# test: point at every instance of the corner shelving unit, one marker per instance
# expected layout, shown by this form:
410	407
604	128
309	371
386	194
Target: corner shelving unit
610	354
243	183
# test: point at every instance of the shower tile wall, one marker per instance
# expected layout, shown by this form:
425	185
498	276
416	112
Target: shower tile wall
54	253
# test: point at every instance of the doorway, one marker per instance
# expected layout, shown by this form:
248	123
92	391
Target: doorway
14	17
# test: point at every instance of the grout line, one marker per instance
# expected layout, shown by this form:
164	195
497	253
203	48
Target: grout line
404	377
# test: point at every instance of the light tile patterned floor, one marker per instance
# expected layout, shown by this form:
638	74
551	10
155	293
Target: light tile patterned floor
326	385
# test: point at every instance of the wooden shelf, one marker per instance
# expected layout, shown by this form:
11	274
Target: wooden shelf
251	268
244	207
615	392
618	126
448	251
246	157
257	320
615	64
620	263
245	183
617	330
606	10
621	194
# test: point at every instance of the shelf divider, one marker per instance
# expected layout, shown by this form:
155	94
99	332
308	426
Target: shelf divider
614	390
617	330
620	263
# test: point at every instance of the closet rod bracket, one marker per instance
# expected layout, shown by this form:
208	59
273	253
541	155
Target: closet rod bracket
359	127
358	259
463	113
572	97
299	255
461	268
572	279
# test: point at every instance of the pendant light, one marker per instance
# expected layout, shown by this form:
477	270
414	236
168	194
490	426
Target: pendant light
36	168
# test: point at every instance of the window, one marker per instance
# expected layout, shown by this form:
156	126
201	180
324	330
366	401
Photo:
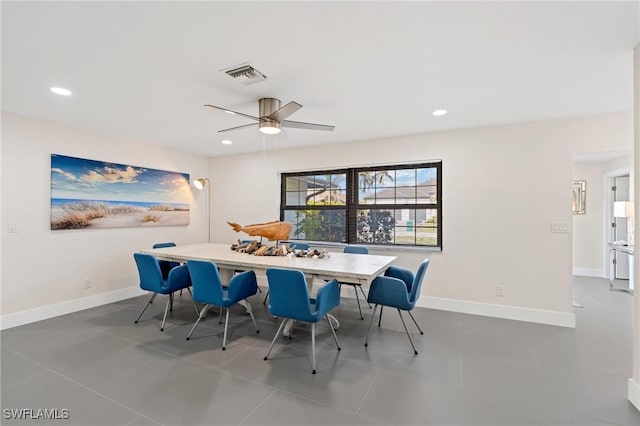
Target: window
386	205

————

Copy out every line from the records that has the word "instance".

→ **TASK RESPONSE**
# test: point at every instance of the corner shelving unit, one marker per instance
# test: point at every instance of the shower tile wall, one marker per instance
# test: point at every instance of the doorway, one marker per instance
# test: point at every instance of the grout line, one marker per instance
# test: point at every instance of the light tile patterned floor, one marker per instance
# test: point at every instance of the wooden shelf, one marker per instance
# test: point at every instance of the shelf divider, one marker per instance
# test: point at every instance of the closet rod bracket, one marker per instance
# test: point at every instance of the pendant light, one marker per instance
# test: point at every instance of the window, one marker per instance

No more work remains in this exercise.